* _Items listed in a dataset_
# # #

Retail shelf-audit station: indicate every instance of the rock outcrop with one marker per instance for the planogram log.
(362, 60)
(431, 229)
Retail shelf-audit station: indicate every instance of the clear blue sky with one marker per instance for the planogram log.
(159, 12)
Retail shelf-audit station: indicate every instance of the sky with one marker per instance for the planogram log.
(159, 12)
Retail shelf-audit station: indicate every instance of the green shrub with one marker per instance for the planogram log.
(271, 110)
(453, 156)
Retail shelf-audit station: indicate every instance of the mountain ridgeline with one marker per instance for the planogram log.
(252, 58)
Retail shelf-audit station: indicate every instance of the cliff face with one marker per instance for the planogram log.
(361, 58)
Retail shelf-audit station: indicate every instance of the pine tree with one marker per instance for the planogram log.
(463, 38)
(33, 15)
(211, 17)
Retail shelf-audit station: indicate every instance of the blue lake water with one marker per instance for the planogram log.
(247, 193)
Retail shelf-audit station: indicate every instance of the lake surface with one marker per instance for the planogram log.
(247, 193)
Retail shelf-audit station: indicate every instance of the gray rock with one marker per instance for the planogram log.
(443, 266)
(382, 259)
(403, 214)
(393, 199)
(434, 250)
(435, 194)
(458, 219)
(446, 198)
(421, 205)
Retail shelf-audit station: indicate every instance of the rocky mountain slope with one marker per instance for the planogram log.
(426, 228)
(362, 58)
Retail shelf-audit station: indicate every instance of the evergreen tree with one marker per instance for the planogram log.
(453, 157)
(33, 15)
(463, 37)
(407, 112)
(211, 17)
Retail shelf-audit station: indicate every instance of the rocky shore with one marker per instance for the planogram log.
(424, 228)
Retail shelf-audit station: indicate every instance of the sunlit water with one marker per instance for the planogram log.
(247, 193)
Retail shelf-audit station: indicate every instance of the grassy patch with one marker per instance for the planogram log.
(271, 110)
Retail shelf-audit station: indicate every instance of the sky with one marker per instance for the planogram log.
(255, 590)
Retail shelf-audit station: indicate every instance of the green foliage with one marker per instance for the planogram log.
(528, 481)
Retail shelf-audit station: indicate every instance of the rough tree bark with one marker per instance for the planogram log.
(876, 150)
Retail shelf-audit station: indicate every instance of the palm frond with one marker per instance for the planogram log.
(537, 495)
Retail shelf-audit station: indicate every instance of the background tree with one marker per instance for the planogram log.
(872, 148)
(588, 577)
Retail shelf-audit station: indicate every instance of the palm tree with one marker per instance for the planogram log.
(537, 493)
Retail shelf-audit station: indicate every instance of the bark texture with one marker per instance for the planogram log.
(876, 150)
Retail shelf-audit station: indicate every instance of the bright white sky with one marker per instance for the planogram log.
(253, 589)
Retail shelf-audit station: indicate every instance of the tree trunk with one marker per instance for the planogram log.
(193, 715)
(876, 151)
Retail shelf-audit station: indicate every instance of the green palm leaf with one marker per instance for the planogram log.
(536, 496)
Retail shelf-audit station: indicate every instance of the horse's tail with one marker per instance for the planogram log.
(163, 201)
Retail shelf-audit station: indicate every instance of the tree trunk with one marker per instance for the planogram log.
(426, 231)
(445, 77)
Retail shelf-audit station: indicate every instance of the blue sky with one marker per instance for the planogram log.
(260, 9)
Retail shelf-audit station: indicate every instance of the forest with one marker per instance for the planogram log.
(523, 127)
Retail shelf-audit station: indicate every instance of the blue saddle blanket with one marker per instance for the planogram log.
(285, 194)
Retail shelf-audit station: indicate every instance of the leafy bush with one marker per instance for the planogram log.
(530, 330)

# # #

* _Exercise task_
Reproduce the material above exactly; please quote every line of it.

* _Worked solution_
Retail shelf-audit station: indicate every instance of the rock outcrop with one marker per instance for the planogram log.
(362, 60)
(431, 229)
Retail shelf-audit station: indicate every instance of the clear blue sky with one marker per instance for the planogram log.
(159, 12)
Retail shelf-audit station: indicate every instance of the sky with one marker per instance for the planogram log.
(159, 12)
Retail shelf-audit station: indicate every instance of the green shrub with one marker per instance for the planogram log.
(271, 110)
(453, 156)
Retail shelf-audit station: indicate every instance of the mountain ridgeline with one marker per instance for the planogram log.
(252, 58)
Retail shelf-audit station: indicate every instance of the cliff face with one marker per instance for the planogram log.
(361, 58)
Retail shelf-audit station: indicate every instance of the pine tree with one marker per instance for the planogram log.
(463, 38)
(33, 15)
(211, 17)
Retail shelf-audit station: indicate every instance of the blue lake water with one marker per instance for the planogram log.
(247, 193)
Retail shelf-audit station: indicate every instance of the lake surface with one marker per instance for the planogram log.
(247, 193)
Retail shelf-audit station: indicate every instance of the gray rock with one marker per instance for the planogram log.
(443, 266)
(382, 259)
(403, 214)
(393, 199)
(434, 250)
(435, 194)
(458, 219)
(446, 198)
(421, 205)
Retail shelf-audit station: indicate every instance of the rocky mountain slope with one marker per instance for the planogram log.
(426, 228)
(362, 58)
Retail shelf-audit station: indicate every instance of the evergreen tree with one marker per instance for the planogram log.
(453, 157)
(33, 15)
(463, 37)
(407, 112)
(211, 17)
Retail shelf-audit station: indicate every instance of the rocky shore with one marker per instance for the planogram log.
(424, 228)
Retail shelf-audit station: indicate every instance of the sunlit water with one marker per instance for the planogram log.
(247, 193)
Retail shelf-audit station: indicate every instance of the grassy patch with one marker per instance for the planogram log.
(271, 110)
Retail shelf-audit station: indicate every instance of the sky with one marker per instance for the planogram log.
(255, 590)
Retail shelf-audit station: indicate every instance of the green foliage with one marker per instance for the planogram log.
(528, 481)
Retail shelf-audit station: indicate every instance of the rough tree bark with one marker per instance for the planogram log.
(876, 150)
Retail shelf-audit station: indicate every instance of the palm frond with one marker per instance for the planogram log.
(537, 495)
Retail shelf-audit station: indicate every instance of the background tree with one marker per instance for the planogram log.
(872, 148)
(588, 577)
Retail shelf-audit station: indicate every instance of the palm tree with one marker per instance for the planogram log.
(537, 493)
Retail shelf-audit station: indicate every instance of the bark texture with one marker per instance for the planogram log.
(876, 150)
Retail shelf-audit station: indicate every instance of the bright white sky with one marker per instance for the planogram log.
(253, 589)
Retail shelf-audit station: indicate every instance of the tree trunk with one marker per instance for the planogram log.
(193, 715)
(876, 151)
Retail shelf-audit station: indicate every instance of the green palm leaf with one marker per instance for the planogram log.
(536, 496)
Retail shelf-audit station: indicate every instance of the horse's tail with one marker per instance for the planogram log.
(163, 201)
Retail shelf-audit station: indicate every instance of the tree trunk with one marker per instance for the planogram log.
(426, 231)
(445, 77)
Retail shelf-audit station: indicate every instance of the blue sky with one marker per instance for the planogram log.
(260, 9)
Retail shelf-audit station: indicate every instance of the forest with one marker per instance for the planogram log.
(523, 127)
Retail shelf-audit station: indicate every instance of the blue saddle blanket with one marker per instance for the planogram log.
(285, 194)
Retail shelf-audit station: indicate every instance of the leafy bush with one marker per instance for the planogram log.
(530, 330)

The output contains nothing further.